* Task directions: Starting with the line that contains "TARGET = utility pole", reproduce each line through the end of the listing below, with no other output.

§

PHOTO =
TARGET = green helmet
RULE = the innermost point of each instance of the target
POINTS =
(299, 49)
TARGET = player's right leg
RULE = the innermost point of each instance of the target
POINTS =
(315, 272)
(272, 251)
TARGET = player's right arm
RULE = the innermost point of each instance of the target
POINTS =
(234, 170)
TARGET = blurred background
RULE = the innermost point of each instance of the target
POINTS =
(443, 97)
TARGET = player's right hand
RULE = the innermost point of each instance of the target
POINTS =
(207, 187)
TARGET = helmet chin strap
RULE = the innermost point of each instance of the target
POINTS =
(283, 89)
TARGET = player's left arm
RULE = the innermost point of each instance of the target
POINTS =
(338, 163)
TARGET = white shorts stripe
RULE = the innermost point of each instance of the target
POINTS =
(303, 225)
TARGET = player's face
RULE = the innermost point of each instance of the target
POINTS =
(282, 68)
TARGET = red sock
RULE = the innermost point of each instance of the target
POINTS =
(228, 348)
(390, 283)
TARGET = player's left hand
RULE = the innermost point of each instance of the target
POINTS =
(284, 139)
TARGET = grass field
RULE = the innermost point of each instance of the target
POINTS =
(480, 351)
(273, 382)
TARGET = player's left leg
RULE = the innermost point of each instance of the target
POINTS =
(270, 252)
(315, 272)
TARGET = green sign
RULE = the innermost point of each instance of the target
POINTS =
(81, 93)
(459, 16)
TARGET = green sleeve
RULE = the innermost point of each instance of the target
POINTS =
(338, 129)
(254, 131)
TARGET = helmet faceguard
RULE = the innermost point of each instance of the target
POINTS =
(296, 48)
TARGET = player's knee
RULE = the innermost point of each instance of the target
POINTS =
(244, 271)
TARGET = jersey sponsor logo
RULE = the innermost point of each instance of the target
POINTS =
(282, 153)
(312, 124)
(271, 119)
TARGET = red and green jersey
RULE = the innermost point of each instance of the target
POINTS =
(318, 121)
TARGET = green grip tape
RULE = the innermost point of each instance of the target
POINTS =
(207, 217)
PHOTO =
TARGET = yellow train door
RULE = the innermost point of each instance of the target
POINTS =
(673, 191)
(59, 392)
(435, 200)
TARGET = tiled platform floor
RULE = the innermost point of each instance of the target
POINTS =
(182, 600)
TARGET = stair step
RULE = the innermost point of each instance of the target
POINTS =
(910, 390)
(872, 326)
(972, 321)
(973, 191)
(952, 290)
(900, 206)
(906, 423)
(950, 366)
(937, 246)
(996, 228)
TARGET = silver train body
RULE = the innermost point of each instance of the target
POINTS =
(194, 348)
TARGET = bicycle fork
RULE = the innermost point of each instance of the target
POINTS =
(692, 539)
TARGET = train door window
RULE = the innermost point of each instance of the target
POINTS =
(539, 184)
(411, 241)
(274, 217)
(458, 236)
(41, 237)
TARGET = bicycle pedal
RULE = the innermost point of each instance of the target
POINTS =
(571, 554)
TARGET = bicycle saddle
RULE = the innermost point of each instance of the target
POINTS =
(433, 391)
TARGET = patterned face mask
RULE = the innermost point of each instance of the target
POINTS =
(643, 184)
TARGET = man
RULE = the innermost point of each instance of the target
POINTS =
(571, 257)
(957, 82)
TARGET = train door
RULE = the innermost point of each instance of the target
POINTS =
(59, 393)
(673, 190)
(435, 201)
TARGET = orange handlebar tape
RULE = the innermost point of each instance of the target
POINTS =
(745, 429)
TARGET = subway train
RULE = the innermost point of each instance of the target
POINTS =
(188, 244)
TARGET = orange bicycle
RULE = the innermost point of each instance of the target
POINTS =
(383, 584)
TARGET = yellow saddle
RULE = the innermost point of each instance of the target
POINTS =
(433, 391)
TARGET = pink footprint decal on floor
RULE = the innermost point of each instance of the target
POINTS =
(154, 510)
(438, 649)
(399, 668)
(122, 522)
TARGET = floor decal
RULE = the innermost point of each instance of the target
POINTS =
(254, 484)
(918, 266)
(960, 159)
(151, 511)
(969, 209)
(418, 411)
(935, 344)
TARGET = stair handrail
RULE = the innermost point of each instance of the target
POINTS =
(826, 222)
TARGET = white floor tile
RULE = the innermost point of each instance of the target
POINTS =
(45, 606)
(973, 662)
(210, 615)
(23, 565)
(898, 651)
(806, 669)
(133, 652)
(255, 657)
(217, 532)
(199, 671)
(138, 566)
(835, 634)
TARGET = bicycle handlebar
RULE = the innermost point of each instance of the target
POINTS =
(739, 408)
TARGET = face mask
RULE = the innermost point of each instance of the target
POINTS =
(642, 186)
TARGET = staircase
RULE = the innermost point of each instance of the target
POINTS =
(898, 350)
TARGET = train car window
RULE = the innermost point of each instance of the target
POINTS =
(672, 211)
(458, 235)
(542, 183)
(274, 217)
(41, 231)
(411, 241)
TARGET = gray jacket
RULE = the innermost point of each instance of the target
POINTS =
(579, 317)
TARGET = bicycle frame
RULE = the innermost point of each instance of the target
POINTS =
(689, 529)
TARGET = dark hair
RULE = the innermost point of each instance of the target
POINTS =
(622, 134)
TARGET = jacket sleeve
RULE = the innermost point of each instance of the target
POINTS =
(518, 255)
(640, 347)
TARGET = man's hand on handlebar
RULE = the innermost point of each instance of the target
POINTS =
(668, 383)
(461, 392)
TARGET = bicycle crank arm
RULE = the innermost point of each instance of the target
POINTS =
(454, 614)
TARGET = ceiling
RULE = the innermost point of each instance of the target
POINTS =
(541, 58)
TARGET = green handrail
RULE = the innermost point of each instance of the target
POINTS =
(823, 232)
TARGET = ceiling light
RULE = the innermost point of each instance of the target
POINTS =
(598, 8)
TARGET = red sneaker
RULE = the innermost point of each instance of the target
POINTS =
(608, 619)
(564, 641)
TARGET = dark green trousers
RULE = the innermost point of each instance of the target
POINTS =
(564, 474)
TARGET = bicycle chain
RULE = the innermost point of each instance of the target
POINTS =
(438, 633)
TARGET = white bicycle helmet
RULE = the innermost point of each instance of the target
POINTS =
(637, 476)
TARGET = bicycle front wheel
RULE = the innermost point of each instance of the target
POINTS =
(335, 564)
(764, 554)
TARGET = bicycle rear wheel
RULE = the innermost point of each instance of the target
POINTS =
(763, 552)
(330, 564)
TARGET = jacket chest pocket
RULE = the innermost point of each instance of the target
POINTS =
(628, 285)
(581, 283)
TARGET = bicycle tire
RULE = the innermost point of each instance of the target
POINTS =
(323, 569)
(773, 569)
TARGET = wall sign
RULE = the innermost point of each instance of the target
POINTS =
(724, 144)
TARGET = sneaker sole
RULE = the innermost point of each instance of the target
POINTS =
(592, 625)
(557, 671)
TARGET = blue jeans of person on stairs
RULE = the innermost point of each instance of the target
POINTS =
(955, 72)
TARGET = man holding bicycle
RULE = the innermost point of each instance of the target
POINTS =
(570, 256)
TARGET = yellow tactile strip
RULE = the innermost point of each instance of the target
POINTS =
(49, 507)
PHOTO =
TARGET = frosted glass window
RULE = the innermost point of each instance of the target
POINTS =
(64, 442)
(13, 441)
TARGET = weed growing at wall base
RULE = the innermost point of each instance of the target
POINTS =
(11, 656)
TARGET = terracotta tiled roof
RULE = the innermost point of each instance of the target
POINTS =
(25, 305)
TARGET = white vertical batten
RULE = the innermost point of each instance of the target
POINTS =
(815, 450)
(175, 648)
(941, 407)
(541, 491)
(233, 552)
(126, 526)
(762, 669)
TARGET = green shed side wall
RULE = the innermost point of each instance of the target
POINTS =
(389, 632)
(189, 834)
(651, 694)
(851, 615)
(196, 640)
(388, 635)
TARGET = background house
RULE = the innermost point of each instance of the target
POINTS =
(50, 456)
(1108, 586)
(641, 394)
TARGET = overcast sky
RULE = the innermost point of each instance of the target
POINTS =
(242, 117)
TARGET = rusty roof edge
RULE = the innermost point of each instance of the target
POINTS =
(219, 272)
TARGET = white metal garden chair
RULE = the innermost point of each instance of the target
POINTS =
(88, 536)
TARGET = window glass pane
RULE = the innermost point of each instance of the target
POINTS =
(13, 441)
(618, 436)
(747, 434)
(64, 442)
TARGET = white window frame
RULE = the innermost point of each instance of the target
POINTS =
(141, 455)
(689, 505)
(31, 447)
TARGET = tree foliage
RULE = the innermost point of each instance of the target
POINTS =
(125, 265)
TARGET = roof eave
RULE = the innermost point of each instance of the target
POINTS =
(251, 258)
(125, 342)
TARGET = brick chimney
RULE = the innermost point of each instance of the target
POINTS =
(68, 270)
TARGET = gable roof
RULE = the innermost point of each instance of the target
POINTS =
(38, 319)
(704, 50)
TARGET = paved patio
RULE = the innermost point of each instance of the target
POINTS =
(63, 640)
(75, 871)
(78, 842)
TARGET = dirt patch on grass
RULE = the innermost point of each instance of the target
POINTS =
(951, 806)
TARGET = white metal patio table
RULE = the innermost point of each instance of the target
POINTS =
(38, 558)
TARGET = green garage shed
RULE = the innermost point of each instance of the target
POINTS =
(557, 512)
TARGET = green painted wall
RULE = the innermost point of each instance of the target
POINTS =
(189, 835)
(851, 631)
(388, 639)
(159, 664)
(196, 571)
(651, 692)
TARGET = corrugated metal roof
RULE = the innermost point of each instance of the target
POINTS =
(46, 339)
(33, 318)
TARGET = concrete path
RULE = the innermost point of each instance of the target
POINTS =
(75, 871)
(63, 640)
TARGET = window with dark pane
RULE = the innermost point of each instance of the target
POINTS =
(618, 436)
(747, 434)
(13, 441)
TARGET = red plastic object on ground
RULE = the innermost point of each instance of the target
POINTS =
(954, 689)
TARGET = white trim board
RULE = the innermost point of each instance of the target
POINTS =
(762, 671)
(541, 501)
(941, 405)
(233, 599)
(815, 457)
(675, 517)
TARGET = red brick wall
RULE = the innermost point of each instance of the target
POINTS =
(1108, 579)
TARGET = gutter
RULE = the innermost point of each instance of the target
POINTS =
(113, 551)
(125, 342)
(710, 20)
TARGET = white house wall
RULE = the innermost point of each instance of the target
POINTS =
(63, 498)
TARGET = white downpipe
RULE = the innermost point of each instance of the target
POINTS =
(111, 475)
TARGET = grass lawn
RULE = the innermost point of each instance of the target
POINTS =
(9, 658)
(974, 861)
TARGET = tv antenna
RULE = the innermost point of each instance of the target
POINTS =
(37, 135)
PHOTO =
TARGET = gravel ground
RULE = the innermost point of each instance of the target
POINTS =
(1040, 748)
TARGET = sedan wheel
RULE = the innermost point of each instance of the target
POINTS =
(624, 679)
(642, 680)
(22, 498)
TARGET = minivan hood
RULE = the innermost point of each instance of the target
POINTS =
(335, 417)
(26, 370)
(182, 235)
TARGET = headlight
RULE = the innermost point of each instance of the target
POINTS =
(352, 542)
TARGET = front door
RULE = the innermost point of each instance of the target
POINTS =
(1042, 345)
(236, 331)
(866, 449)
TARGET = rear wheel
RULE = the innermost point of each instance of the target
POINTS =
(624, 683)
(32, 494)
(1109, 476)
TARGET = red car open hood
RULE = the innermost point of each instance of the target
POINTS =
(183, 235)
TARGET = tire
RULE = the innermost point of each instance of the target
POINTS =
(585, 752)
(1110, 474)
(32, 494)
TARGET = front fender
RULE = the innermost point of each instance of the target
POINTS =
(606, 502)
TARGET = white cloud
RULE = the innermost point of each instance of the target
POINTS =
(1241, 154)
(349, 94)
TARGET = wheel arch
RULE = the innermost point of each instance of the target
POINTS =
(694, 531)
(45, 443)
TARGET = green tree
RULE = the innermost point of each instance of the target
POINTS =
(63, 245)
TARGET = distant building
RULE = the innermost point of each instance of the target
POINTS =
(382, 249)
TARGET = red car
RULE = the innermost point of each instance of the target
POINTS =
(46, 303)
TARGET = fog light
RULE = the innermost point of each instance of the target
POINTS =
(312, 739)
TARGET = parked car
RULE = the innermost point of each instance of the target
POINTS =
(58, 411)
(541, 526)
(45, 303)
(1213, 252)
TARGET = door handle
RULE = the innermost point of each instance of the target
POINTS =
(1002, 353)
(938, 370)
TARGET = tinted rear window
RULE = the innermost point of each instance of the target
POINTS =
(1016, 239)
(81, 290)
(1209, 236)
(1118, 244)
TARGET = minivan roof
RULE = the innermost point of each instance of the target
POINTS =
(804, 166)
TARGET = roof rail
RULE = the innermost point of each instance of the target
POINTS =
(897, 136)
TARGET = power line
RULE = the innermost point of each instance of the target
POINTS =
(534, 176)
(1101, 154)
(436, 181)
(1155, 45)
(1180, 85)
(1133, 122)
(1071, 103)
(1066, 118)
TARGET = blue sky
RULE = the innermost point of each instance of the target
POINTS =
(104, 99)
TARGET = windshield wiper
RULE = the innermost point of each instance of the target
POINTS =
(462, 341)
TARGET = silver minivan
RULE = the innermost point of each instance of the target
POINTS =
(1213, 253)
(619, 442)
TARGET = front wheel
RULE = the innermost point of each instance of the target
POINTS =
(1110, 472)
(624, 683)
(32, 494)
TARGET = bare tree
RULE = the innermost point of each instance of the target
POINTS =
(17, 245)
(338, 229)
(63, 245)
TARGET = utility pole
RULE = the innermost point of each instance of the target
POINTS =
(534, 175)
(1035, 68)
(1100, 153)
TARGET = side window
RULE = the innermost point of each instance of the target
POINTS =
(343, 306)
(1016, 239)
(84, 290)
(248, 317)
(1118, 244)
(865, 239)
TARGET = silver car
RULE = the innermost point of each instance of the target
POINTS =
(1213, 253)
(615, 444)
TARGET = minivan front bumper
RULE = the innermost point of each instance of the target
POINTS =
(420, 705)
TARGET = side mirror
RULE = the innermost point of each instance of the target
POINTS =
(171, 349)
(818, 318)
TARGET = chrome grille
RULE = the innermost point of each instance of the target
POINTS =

§

* Written solution:
TARGET = utility pole
RULE = the innermost point of each instance of the target
POINTS =
(534, 175)
(1035, 68)
(1100, 153)
TARGET = side window
RULE = the innermost point of each instance of the target
POINTS =
(343, 306)
(1016, 239)
(84, 290)
(248, 317)
(1118, 244)
(865, 239)
TARGET = silver car
RULE = the innermost point of each instance of the target
POINTS =
(1213, 253)
(615, 444)
TARGET = minivan front bumper
RULE = the innermost point of each instance of the target
POINTS =
(420, 705)
TARGET = side mirror
RULE = the innermost point of each instance of the target
POINTS =
(171, 349)
(818, 318)
TARGET = chrome grille
RULE = the innermost point of each instance of the target
POINTS =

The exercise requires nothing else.